_Source passage_:
-=-=-
Biden HHS to Fund Crack Pipe Distribution, Part of $30 Million 'Harm Reduction' Grant

By Michael W. Chapman | February 7, 2022 | 12:38pm EST
(Getty Images)
(Getty Images)

Update: On Feb. 9, White House Press Secretary Jen Psaki announced that crack pipes were "never part" of the safe smoking kits being funded by the HHS grants, and that the kits "may contain alcohol swabs, lip balm, other materials to promote hygiene and reduce the transmission of diseases like HIV and hepatitis."

(CNS News) -- The federal Department of Health and Human Services (HHS) is planning to distribute $29,500,000 in "harm reduction" grants for drug abusers this spring, money that can be allocated for "safe smoking kits/supplies," meaning crack pipes and related paraphernalia.

As reported by the Washington Free Beacon today,  an HHS spokesman said the safe smoking kits "will provide pipes for users to smoke crack cocaine, crystal methamphetamine, and 'any illicit substance.'"

The nearly $30 million in harm reduction grants is being distributed through the Substance Abuse and Mental Health Services Administration (SAMHSA), within the HHS. 

State, local, tribal, and non-profit groups involved in treating drug abuse may apply for the funds. Applications are due today, Feb. 7, and the awards (up to 25) will be announced on May 15. According to the SAMHSA, estimated awards will be up to $400,000 per year per award over three years. 

(Getty Images)
(Getty Images)

"The purpose of the program is to support community-based overdose prevention programs, syringe services programs, and other harm reduction services," said SAMHSA in its announcement of the funding opportunity. 

Some of the harm reduction efforts acceptable to SAMHSA include, "Safe sex kits, including PrEP resources and condoms; Safe smoking kits/supplies"; and "Syringes to prevent and control the spread of infectious diseases."

Image from 2022 Harm Reduction Program Grant, which states, "Grant funds must be used primarily to support the following required harm reduction activities" listed above.
Image from 2022 Harm Reduction Program Grant, which states, "Grant funds must be used primarily to support the following required harm reduction activities" listed above.

 

(Getty Images)
(Getty Images)
-=-=-
_Material supplied_:
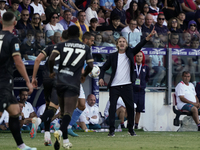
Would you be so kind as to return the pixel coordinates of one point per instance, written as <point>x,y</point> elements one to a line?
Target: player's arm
<point>52,57</point>
<point>22,70</point>
<point>39,58</point>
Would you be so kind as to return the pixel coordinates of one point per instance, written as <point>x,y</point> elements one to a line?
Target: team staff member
<point>73,53</point>
<point>9,55</point>
<point>142,77</point>
<point>122,77</point>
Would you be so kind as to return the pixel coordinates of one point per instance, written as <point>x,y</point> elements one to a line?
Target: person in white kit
<point>90,117</point>
<point>186,97</point>
<point>120,114</point>
<point>4,120</point>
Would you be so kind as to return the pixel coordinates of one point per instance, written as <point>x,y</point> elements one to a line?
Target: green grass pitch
<point>121,141</point>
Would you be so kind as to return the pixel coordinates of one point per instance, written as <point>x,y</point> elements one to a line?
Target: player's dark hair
<point>93,20</point>
<point>22,90</point>
<point>65,35</point>
<point>8,16</point>
<point>73,32</point>
<point>87,35</point>
<point>185,72</point>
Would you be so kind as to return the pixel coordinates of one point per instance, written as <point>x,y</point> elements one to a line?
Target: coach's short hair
<point>87,35</point>
<point>73,31</point>
<point>8,18</point>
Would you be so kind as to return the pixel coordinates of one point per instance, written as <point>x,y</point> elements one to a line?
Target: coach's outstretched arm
<point>139,46</point>
<point>52,62</point>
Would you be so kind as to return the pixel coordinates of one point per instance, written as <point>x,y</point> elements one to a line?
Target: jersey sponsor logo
<point>17,47</point>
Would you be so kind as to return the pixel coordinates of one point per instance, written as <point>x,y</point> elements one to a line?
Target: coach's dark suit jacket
<point>113,58</point>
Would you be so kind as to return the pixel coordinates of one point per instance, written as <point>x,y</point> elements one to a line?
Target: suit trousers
<point>126,93</point>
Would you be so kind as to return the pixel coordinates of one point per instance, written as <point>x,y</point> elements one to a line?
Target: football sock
<point>65,122</point>
<point>48,113</point>
<point>76,114</point>
<point>14,126</point>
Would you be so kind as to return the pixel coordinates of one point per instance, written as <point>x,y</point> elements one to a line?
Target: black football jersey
<point>73,53</point>
<point>9,47</point>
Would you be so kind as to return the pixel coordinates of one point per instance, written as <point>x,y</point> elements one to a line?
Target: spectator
<point>132,12</point>
<point>174,39</point>
<point>120,114</point>
<point>36,22</point>
<point>70,5</point>
<point>195,42</point>
<point>52,8</point>
<point>108,39</point>
<point>93,25</point>
<point>25,4</point>
<point>192,29</point>
<point>154,11</point>
<point>169,9</point>
<point>13,9</point>
<point>4,120</point>
<point>120,12</point>
<point>182,22</point>
<point>147,27</point>
<point>107,6</point>
<point>186,40</point>
<point>23,23</point>
<point>160,27</point>
<point>142,77</point>
<point>140,22</point>
<point>38,8</point>
<point>28,49</point>
<point>53,26</point>
<point>145,9</point>
<point>189,7</point>
<point>27,110</point>
<point>98,40</point>
<point>91,12</point>
<point>80,23</point>
<point>90,117</point>
<point>156,66</point>
<point>66,21</point>
<point>174,26</point>
<point>132,34</point>
<point>39,41</point>
<point>186,97</point>
<point>2,7</point>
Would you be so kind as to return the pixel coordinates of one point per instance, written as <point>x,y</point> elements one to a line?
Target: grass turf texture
<point>121,141</point>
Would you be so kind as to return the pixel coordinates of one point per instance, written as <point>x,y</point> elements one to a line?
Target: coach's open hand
<point>52,75</point>
<point>101,82</point>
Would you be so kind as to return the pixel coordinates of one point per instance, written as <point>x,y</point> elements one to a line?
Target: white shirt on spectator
<point>89,112</point>
<point>188,91</point>
<point>50,29</point>
<point>37,9</point>
<point>122,75</point>
<point>27,109</point>
<point>89,15</point>
<point>133,37</point>
<point>41,110</point>
<point>120,103</point>
<point>4,117</point>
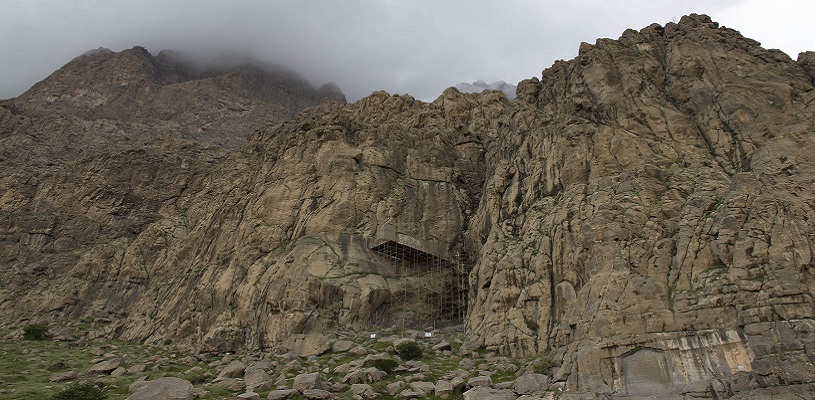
-=-=-
_What is required_:
Extend the article on the HHS "harm reduction" grants with the paragraphs that would follow the last one shown.

_Written response_:
"The priority populations for this program are underserved communities that are greatly impacted by SUD [Substance Use Disorders]," according to the grant announcement.  "Underserved communities are defined under section 2 of Executive Order 13985. Grant recipients will focus activities on 'meeting people where they’re at....'"

Executive Order 13985 was issued by President Joe Biden on Jan. 21, 2021, and is entitled, Executive Order On Advancing Racial Equity and Support for Underserved Communities Through the Federal Government.

Section 2 of the order reads, "For purposes of this order:  (a)  The term 'equity' means the consistent and systematic fair, just, and impartial treatment of all individuals, including individuals who belong to underserved communities that have been denied such treatment, such as Black, Latino, and Indigenous and Native American persons, Asian Americans and Pacific Islanders and other persons of color; members of religious minorities; lesbian, gay, bisexual, transgender, and queer (LGBTQ+) persons; persons with disabilities; persons who live in rural areas; and persons otherwise adversely affected by persistent poverty or inequality. 

(Screenshot)
(Screenshot)

"(b)  The term 'underserved communities' refers to populations sharing a particular characteristic, as well as geographic communities, that have been systematically denied a full opportunity to participate in aspects of economic, social, and civic life, as exemplified by the list in the preceding definition of 'equity.'"

President Biden's son, Hunter Biden, has a long and well-documented history of alcohol and crack cocaine addiction.